◆ Problem to solve
Print, exactly and completely, every entry in the data.

◆ Dataset extract

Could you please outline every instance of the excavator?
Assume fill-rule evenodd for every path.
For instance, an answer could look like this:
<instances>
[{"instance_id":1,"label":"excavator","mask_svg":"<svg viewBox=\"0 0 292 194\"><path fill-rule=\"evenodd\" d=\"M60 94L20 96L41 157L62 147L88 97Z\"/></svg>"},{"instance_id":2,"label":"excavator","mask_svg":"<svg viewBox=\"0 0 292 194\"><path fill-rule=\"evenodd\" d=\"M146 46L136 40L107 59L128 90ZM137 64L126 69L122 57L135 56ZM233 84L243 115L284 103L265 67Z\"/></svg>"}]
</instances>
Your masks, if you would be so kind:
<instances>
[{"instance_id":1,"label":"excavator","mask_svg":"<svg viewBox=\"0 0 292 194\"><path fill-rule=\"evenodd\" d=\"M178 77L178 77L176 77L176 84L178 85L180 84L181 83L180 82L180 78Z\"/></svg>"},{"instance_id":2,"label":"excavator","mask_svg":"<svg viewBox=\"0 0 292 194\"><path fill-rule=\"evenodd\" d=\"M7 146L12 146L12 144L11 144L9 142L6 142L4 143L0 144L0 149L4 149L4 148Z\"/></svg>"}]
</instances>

◆ Solution to this exercise
Could you please outline every instance of the excavator?
Assume fill-rule evenodd for every path.
For instance, an answer could look like this:
<instances>
[{"instance_id":1,"label":"excavator","mask_svg":"<svg viewBox=\"0 0 292 194\"><path fill-rule=\"evenodd\" d=\"M60 94L20 96L41 157L62 147L88 97Z\"/></svg>"},{"instance_id":2,"label":"excavator","mask_svg":"<svg viewBox=\"0 0 292 194\"><path fill-rule=\"evenodd\" d=\"M146 46L136 40L107 59L128 90ZM137 64L126 69L122 57L135 56ZM233 84L243 115L284 103L265 67Z\"/></svg>"}]
</instances>
Your masks, if you would be so kind:
<instances>
[{"instance_id":1,"label":"excavator","mask_svg":"<svg viewBox=\"0 0 292 194\"><path fill-rule=\"evenodd\" d=\"M178 77L178 77L176 77L176 84L178 85L180 84L181 83L180 82L180 78Z\"/></svg>"},{"instance_id":2,"label":"excavator","mask_svg":"<svg viewBox=\"0 0 292 194\"><path fill-rule=\"evenodd\" d=\"M7 146L12 146L12 144L11 144L9 142L6 142L4 143L0 144L0 149L4 149L4 148Z\"/></svg>"}]
</instances>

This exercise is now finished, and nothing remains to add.